世の中には、最も理に適った方法があるにも拘らず、その方法が行われなかったり、行えないようになっていることが沢山あります。今日のお話も、その一つに挙げることが出来ます。何故そのような世の中になっているのかと言えば、それはもちろん金儲けのためであったり、既得権の行使のためであったりします。
がん(癌)に関係する話であれば、製薬メーカーや医療機器メーカーが、前記の目的を達成するために年月をかけて、少しでも多く己の利益が上がるように、国をも動かしてルールを作り上げてきた結果となっています。例えば、いわゆる〝がん標準療法〟は、「自分の身内には絶対に勧めない」と言っている医師であっても、病院内ではそれを患者に進めることが鉄則になっています。そうすることで、医師は無難な人生を歩むことが出来るように、色々な面から圧力が掛けられているわけです。

————————

▶ _演習課題_:
(a) がん治療をめぐる本文について、次の問いに答えてください。
(i) 最も理に適った方法が行われない世の中になっている理由として、本文が挙げているものは何か。
(ii) 国をも動かしてルールを作り上げてきたとされているのは誰か。
(iii) 〝がん標準療法〟について、一部の医師が口にしているとされる言葉は何か。
(b) がん治療をめぐる本文の最後の文に続けて、その先の文章を書いてください。

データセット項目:
————————

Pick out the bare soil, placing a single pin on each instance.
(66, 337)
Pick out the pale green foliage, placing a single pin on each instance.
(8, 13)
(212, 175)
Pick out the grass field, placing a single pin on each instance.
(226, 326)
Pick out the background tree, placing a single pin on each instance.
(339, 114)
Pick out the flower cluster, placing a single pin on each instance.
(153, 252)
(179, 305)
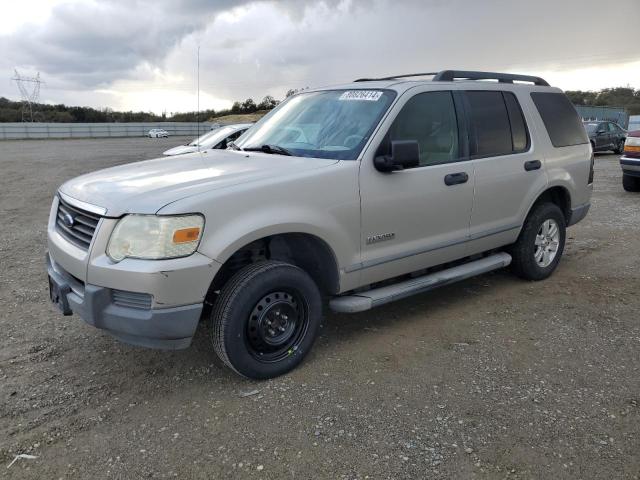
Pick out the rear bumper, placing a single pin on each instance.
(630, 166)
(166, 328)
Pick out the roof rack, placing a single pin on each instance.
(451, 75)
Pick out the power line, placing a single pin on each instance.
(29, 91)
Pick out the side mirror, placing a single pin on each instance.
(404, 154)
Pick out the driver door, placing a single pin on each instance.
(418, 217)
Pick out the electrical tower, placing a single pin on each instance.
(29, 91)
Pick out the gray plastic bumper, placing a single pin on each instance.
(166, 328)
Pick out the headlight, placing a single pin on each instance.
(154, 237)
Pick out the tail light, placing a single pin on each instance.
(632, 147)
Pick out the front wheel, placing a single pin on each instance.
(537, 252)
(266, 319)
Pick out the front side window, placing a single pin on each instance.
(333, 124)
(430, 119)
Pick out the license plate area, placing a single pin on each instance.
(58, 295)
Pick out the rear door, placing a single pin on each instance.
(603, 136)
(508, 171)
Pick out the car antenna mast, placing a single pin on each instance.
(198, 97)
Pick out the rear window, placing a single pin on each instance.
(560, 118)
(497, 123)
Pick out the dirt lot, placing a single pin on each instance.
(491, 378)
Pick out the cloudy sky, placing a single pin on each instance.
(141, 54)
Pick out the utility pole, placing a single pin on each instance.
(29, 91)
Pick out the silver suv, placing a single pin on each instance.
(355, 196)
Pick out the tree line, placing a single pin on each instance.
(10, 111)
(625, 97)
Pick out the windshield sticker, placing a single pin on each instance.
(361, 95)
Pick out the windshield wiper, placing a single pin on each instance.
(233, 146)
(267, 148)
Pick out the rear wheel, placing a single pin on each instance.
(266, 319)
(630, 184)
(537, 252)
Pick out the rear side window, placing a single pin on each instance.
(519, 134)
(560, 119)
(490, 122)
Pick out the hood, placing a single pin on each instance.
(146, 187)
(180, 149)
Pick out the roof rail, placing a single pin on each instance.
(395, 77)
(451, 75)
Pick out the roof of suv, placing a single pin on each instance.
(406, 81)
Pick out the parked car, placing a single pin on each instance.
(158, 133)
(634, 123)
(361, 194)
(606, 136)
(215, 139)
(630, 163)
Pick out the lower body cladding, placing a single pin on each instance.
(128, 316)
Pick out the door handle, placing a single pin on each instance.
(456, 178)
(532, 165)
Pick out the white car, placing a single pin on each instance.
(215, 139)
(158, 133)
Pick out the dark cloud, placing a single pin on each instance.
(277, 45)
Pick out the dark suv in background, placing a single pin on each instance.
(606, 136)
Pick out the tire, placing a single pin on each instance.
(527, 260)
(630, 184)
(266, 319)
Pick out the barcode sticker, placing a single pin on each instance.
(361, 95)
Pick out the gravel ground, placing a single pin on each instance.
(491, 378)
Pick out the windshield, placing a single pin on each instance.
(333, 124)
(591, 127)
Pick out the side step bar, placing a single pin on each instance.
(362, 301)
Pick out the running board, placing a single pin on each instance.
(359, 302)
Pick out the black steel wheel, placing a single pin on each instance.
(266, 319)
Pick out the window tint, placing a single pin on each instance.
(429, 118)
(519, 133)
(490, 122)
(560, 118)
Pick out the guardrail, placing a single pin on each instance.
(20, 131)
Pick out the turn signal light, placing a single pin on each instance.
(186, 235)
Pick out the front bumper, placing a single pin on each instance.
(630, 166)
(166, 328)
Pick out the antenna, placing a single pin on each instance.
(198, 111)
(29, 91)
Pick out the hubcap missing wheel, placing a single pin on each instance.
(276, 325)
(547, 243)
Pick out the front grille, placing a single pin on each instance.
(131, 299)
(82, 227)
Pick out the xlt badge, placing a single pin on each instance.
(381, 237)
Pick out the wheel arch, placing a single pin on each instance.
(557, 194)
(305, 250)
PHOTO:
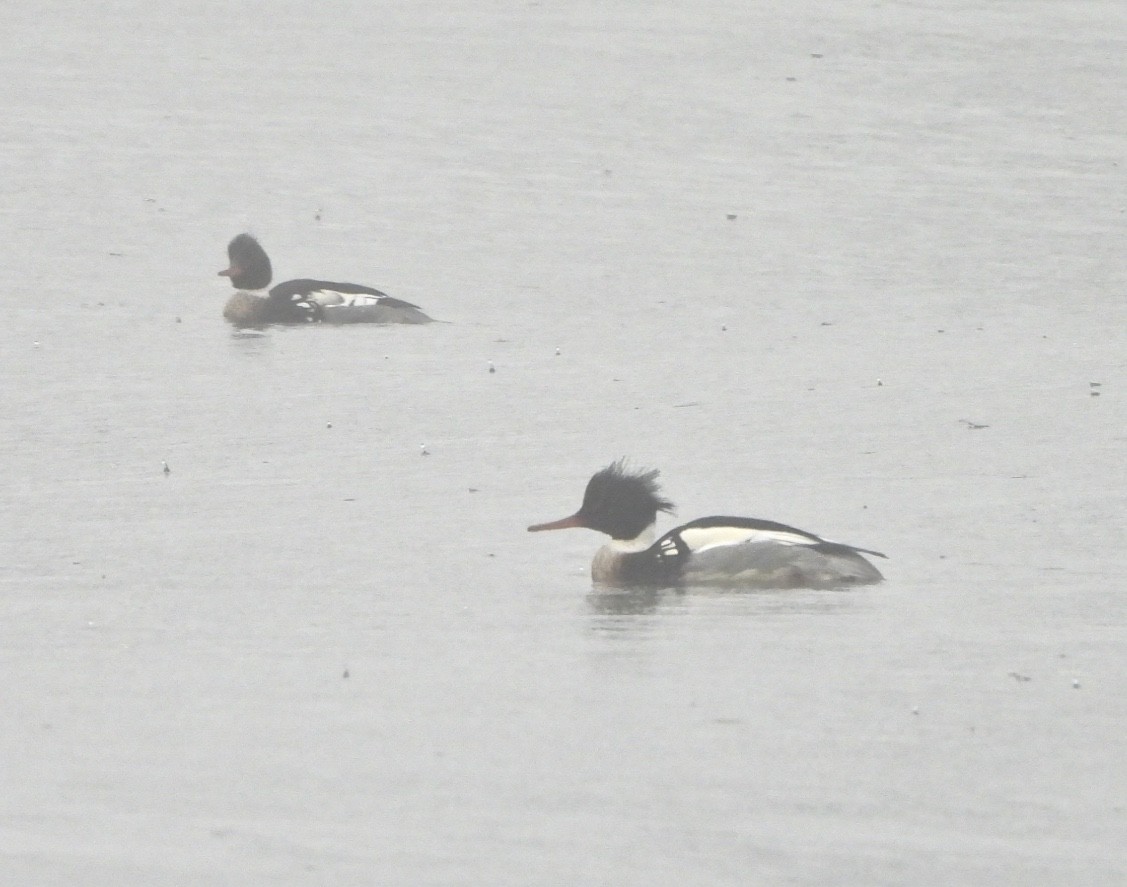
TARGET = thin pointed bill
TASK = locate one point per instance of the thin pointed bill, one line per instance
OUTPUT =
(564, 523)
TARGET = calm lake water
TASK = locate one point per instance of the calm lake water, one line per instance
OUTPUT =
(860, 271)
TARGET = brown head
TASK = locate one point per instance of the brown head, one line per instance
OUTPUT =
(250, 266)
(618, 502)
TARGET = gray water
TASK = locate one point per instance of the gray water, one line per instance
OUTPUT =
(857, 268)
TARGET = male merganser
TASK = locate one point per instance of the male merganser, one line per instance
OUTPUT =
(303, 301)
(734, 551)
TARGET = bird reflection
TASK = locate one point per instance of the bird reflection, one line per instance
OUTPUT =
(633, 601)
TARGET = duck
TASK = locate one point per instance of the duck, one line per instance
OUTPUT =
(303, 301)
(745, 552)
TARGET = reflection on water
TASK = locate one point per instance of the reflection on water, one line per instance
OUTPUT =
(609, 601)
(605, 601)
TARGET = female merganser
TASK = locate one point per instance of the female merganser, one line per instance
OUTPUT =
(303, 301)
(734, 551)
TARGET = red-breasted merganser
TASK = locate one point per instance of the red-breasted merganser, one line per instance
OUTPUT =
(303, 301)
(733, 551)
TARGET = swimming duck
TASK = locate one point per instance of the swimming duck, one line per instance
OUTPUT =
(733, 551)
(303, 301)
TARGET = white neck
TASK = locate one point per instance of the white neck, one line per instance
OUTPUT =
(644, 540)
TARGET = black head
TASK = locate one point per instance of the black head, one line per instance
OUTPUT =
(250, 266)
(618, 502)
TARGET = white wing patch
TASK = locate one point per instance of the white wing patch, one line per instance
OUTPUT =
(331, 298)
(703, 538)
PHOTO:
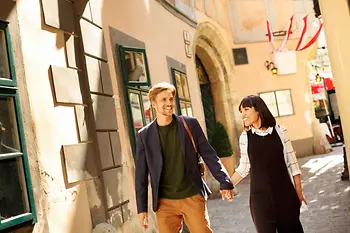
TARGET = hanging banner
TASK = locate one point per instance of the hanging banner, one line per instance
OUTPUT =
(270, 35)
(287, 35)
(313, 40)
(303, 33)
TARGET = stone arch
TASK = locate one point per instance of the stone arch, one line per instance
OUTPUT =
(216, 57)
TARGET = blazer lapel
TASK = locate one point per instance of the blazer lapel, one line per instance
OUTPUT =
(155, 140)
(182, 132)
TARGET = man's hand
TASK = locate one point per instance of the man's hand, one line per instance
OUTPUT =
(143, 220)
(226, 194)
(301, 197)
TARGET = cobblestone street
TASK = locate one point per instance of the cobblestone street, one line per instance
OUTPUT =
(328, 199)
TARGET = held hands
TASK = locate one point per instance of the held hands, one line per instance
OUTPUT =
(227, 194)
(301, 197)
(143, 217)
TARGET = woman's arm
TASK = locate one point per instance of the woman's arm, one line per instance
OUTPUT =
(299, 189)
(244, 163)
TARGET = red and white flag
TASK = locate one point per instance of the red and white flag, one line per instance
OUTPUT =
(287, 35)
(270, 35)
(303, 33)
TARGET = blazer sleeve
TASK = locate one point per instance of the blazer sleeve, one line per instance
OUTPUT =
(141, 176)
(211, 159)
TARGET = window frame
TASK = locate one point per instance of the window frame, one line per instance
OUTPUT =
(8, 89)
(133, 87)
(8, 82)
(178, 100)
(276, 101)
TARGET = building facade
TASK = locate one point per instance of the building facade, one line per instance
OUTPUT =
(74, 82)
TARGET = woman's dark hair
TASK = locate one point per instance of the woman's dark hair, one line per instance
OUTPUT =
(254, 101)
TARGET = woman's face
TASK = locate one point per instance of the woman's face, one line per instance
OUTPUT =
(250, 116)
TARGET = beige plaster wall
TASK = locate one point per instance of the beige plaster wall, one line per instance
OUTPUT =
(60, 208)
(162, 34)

————————

▶ _解答例_:
(a)
(i) 金儲けのため、または既得権の行使のため。
(ii) 製薬メーカーや医療機器メーカー。
(iii) 「自分の身内には絶対に勧めない」。

(b)
そのようなわけですので、この後に書いていきます内容につきましては、一般的な医療機関では絶対に勧めない方法ですので、日頃から付き合いのある医師に相談してみる、などの行為はしないようにお願いしたいと思います。「何を言ってるんですか、そんなことでは治りませんよ。放射線を当てて死滅させ、念のために抗がん剤も投与します。現代の医療を素直に信じなければダメですよ」と言われて終わりになりますから…。
さて、先にupしました『がんを治すも防ぐも基本は温めることである』におきましては、39~41℃という、少し熱を持ったと言える程度の温度によって、免疫の面でも、循環の面でも、がん組織内の環境(腫瘍微小環境)が、まるで正反対に好転してしまう、ということを述べました。今回の記事は、その目的を最も的確に実現するための方法になります。
因みに、巷に在る情報に「がんの温度を42℃以上に高めて死滅させる」というものがあって、それを実現するための超高額な機器が存在していたリ、がん組織内に発熱のための超微粒子を送り込む方法などの研究が流行ってきていますが、それらは前述した目的を持つ企業および研究者が夢中になっているだけです。それはまた、何が何でもがん細胞を死滅させようとする表れでもありますので、その最終的な結果としては、中途半端な人類の英知が細胞に負ける、ということになるわけです。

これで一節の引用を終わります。